### Text block
If you love summiting pillars, also accessed from Fortescue Bay is the Moai, a dolerite pillar that is not as high or as narrow as the Totem Pole, but which can be climbed at a more moderate grade and with fewer access and descent issues. Further west on the Tasman Peninsula is another popular although hard-to-reach dolerite pillar, Pole Dancer (21). Pole Dancer is located out at the very tip of Cape Raoul, a kilometre-long ridge of dolerite pillars and cliffs that bend out into the ocean like the spine of an ancient titanic dinosaur. Pole Dancer is only a short route, but it’s an adventure getting to it: a two hour walk is followed by hours of scrambling, abseiling and roped climbing to get to the end of the pillar (passing a stinky seal colony), then climbing the route itself, which is often buffeted by a stiff Southern Ocean breeze. It’s a memorable day that often requires all the hours of daylight (bring a head torch).

[Dataset items]
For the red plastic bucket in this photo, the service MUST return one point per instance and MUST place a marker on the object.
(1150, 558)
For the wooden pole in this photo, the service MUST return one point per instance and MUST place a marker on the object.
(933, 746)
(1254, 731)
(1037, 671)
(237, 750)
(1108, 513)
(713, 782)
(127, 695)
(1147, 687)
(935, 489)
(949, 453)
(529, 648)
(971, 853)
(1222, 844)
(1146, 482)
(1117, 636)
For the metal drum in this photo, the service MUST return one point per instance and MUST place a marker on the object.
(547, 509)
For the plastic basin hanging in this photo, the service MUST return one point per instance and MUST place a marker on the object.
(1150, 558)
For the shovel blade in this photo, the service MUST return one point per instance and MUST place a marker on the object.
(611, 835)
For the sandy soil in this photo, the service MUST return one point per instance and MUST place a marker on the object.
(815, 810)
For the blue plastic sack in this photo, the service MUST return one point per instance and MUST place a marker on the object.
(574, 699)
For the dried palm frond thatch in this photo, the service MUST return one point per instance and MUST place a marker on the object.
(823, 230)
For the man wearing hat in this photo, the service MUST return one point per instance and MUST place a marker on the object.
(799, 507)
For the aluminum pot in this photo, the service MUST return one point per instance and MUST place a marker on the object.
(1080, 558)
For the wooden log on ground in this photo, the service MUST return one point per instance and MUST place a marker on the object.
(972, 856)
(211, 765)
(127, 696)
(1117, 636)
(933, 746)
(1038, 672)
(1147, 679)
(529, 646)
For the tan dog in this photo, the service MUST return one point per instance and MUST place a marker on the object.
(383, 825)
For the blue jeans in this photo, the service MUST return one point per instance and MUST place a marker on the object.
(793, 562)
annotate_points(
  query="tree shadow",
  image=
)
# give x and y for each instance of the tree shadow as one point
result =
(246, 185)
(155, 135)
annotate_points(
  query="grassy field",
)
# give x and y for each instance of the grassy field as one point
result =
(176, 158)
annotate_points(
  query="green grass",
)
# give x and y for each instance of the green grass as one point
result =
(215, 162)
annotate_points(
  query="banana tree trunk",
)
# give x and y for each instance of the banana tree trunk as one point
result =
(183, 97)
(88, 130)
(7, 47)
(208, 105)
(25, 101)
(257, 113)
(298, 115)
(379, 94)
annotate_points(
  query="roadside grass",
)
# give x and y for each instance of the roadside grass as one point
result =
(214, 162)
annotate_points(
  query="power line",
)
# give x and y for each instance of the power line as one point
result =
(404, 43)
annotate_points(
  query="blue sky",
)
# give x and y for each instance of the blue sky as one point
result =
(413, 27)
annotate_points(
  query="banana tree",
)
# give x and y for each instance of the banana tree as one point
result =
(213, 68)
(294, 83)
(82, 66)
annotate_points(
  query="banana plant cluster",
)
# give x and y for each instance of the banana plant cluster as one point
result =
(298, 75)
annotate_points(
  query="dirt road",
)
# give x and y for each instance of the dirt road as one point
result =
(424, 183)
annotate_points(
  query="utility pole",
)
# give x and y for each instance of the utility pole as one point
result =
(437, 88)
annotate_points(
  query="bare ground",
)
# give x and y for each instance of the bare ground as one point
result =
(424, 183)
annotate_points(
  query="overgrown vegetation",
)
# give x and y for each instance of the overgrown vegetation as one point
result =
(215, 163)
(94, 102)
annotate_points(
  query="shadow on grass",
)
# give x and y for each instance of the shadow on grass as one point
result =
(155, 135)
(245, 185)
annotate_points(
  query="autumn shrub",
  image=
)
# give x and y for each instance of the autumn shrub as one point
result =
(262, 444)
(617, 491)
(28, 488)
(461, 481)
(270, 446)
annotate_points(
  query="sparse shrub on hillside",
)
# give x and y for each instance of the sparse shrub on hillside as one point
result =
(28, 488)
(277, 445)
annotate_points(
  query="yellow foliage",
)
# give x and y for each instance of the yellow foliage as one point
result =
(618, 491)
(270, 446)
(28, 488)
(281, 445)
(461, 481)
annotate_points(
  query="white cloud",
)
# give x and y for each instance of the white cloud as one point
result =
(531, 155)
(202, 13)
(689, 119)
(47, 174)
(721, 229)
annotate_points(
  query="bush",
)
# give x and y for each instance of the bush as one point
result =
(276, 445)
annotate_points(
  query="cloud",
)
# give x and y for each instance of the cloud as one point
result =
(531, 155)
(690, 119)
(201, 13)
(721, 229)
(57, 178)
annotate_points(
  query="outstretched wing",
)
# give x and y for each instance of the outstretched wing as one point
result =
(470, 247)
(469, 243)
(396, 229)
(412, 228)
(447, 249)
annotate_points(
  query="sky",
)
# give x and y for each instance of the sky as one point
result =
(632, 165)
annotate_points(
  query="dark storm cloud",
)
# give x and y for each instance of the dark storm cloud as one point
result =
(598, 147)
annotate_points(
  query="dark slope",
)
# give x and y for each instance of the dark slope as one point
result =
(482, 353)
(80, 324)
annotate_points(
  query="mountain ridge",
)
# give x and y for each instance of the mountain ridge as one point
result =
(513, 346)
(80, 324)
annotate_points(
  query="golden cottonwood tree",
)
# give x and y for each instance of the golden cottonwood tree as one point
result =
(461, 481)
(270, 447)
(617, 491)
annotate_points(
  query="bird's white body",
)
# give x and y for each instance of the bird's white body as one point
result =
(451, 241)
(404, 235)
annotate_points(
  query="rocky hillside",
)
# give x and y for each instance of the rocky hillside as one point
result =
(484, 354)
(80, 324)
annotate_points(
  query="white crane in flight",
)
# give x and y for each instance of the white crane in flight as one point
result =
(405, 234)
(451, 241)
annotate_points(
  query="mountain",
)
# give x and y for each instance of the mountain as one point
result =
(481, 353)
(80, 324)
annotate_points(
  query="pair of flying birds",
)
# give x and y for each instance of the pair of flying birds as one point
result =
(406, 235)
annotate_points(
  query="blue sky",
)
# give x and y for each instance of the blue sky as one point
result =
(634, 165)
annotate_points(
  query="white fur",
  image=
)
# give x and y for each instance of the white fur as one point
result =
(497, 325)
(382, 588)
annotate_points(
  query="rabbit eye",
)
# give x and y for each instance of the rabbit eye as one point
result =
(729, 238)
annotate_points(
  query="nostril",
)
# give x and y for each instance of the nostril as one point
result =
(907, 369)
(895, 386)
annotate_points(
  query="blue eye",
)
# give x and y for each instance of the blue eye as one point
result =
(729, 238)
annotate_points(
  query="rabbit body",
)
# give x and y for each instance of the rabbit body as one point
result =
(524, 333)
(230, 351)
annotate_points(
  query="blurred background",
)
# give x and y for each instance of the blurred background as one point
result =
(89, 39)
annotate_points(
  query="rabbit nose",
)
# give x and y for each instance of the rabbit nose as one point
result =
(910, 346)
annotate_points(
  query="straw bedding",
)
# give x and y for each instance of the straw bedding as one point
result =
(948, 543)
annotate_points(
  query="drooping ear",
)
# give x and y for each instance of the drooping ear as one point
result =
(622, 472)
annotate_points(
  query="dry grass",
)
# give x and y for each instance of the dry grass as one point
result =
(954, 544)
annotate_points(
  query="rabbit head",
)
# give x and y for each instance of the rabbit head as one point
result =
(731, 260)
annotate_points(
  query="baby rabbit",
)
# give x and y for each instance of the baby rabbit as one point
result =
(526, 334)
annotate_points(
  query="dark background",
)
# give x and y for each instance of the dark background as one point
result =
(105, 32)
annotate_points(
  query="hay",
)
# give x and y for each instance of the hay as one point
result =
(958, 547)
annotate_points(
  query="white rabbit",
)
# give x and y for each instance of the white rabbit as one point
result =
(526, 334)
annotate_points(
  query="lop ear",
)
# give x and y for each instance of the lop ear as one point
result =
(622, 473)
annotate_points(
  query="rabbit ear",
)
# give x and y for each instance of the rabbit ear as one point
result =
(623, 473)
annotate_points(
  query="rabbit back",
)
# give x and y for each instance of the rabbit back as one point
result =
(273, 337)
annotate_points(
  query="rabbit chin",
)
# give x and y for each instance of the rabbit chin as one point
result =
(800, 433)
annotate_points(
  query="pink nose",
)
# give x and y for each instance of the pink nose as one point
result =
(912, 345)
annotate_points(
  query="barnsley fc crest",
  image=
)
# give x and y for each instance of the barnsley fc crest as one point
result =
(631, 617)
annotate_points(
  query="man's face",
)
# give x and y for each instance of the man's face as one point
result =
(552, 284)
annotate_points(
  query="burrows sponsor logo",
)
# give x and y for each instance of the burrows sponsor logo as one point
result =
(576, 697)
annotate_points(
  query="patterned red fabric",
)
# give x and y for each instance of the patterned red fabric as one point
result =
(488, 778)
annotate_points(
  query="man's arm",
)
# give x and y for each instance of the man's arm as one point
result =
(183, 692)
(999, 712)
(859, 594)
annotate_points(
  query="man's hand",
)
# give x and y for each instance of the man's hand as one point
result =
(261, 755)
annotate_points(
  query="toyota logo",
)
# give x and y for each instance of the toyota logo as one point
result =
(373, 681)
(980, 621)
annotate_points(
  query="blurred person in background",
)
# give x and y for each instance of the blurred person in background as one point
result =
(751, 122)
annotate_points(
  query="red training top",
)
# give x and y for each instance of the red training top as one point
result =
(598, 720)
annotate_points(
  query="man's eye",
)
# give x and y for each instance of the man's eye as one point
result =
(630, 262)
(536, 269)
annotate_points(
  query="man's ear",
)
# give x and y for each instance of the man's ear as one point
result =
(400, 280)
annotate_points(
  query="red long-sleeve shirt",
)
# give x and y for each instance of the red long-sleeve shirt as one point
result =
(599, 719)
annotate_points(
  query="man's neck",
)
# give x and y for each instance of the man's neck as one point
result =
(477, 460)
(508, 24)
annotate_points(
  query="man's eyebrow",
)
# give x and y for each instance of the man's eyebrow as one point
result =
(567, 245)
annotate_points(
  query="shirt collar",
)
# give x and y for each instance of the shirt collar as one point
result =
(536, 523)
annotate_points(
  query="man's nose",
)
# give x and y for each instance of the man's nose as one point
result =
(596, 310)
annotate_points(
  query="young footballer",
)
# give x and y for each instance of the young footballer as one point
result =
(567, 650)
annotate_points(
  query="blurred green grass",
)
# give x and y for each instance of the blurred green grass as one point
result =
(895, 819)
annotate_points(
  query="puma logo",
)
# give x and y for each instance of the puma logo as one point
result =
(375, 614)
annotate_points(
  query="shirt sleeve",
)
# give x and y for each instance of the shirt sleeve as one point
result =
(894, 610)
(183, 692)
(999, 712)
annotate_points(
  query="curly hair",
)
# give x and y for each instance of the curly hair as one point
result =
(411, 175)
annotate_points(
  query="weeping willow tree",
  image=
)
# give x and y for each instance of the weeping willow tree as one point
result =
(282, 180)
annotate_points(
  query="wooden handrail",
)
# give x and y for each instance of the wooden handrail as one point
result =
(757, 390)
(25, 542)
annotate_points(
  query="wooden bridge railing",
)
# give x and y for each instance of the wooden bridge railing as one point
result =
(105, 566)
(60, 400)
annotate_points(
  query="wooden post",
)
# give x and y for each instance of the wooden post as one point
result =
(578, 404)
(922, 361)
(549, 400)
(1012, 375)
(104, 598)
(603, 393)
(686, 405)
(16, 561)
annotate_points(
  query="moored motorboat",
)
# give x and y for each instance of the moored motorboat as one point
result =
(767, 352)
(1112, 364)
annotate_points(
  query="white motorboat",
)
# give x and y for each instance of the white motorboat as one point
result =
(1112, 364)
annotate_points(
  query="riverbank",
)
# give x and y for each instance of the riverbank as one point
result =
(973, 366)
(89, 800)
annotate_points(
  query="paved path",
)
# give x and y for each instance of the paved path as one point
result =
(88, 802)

### What you need to do
A – In the passage on climbing Tasmania's dolerite pillars, where is Pole Dancer located?
B – Continue the passage on climbing Tasmania's dolerite pillars, starting after its final sentence.

### Task responses
A – At the very tip of Cape Raoul.

B –
For more regular cliff-climbing action, head north from Cape Raoul and visit Mt Brown. If, after all the mind-bending summits you are after something a little less outrageous, head to the Paradiso, a stellar sport climbing destination on wind- and water-scooped dolerite with routes up to grade 30 (but mostly in the mid 20s). For more outrageous, mind-bending climbing, head further out Mt Brown and abseil a couple of hundred metres down towards the breakers smashing below, and climb back out one of the three multi-pitch routes that make their way back up this mighty face which looms over the moody Southern Ocean. – Ross Taylor

RELATED: Top 10 Australian mountains to climb

6. Family camping: Bruny Island

Best time: September to April More info: www.campingatbrunyisland.com

tasmania adventure

There’s no shortage of idyllic camping spots around Tassie, but our standout recommendation for the ultimate family location is a quiet spot down on the south end of Bruny Island.

There’s a 50-acre private forest, with nearly a kilometre of private coastline, called Camping at Bruny Island. Wedged between Cloudy Bay and the lagoon, the facility can handle up to about 18 groups at once. The pet-friendly site is broken up into five small areas that welcome both tents and camper trailers, and it’s designed well enough that you could keep to yourself, or make friends with the other one or two families that might share your neck of the woods.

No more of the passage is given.